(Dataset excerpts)

•••

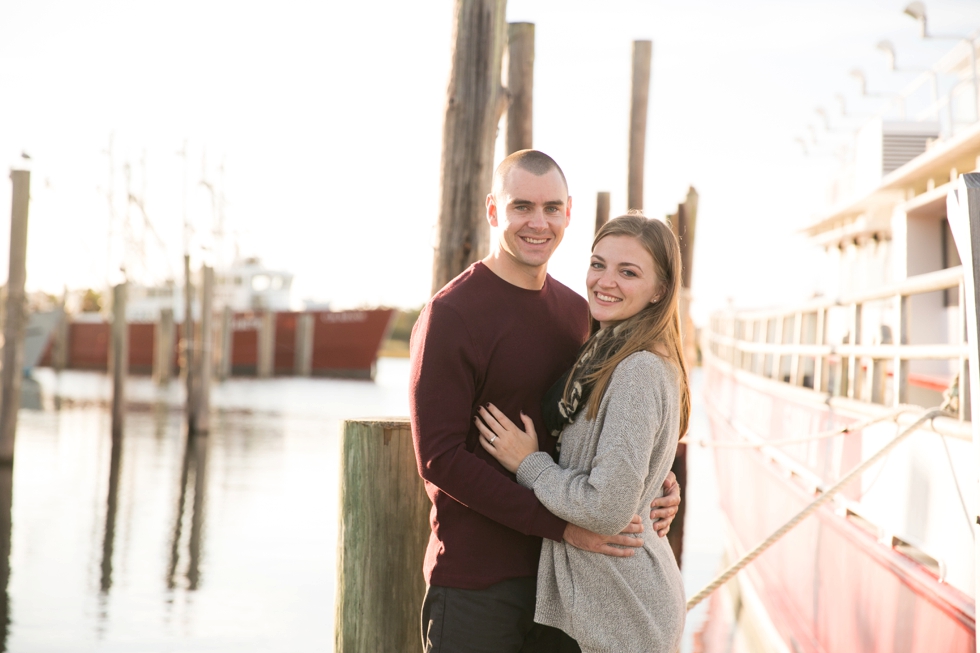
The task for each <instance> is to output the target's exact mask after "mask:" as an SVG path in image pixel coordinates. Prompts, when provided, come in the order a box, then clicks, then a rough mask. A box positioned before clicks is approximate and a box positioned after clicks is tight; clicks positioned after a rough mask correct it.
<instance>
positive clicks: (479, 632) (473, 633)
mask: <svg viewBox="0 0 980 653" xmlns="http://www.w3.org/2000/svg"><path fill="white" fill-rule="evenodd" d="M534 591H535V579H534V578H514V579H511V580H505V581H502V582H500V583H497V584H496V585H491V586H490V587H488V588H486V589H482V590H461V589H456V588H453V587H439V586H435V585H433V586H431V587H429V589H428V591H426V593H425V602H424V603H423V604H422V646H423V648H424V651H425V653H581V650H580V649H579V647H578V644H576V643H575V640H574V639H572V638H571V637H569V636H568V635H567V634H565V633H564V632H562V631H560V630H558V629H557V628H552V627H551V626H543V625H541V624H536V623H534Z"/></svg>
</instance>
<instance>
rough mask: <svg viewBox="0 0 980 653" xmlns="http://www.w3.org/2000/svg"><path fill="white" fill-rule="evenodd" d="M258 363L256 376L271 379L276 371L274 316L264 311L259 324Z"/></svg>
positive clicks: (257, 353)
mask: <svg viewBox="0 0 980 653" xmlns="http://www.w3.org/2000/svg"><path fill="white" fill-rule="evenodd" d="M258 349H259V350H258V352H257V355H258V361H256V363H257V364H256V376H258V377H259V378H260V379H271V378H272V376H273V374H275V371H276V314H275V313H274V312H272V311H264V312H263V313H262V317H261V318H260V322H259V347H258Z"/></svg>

•••

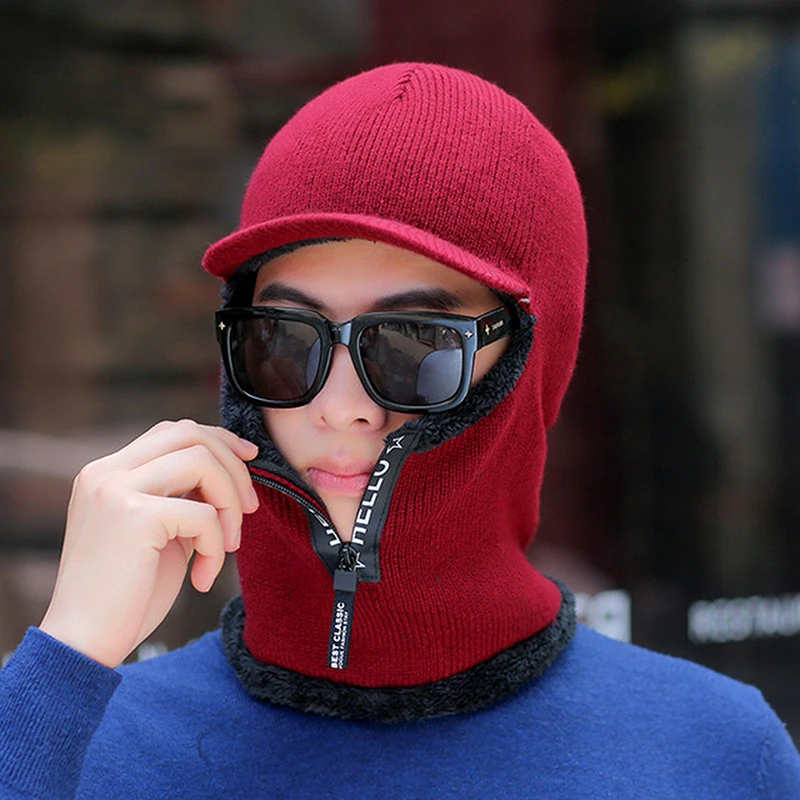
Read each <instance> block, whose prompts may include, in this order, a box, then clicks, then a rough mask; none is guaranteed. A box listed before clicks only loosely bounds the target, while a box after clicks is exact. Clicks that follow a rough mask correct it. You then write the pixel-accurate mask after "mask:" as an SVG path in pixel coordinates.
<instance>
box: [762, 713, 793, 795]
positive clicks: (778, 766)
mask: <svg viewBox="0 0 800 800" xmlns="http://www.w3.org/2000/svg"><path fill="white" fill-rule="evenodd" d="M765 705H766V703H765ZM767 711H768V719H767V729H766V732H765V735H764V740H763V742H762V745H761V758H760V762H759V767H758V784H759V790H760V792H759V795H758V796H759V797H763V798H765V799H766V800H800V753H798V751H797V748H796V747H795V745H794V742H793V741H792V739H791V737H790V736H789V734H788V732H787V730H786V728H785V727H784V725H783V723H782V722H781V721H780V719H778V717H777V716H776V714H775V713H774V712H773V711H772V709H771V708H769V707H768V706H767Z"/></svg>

•••

» **What to do**: Find each line in the records above that contains the string "positive" and copy those lines out in full.

» **Task response**:
positive clicks: (479, 632) (473, 633)
positive clicks: (257, 353)
positive clicks: (778, 766)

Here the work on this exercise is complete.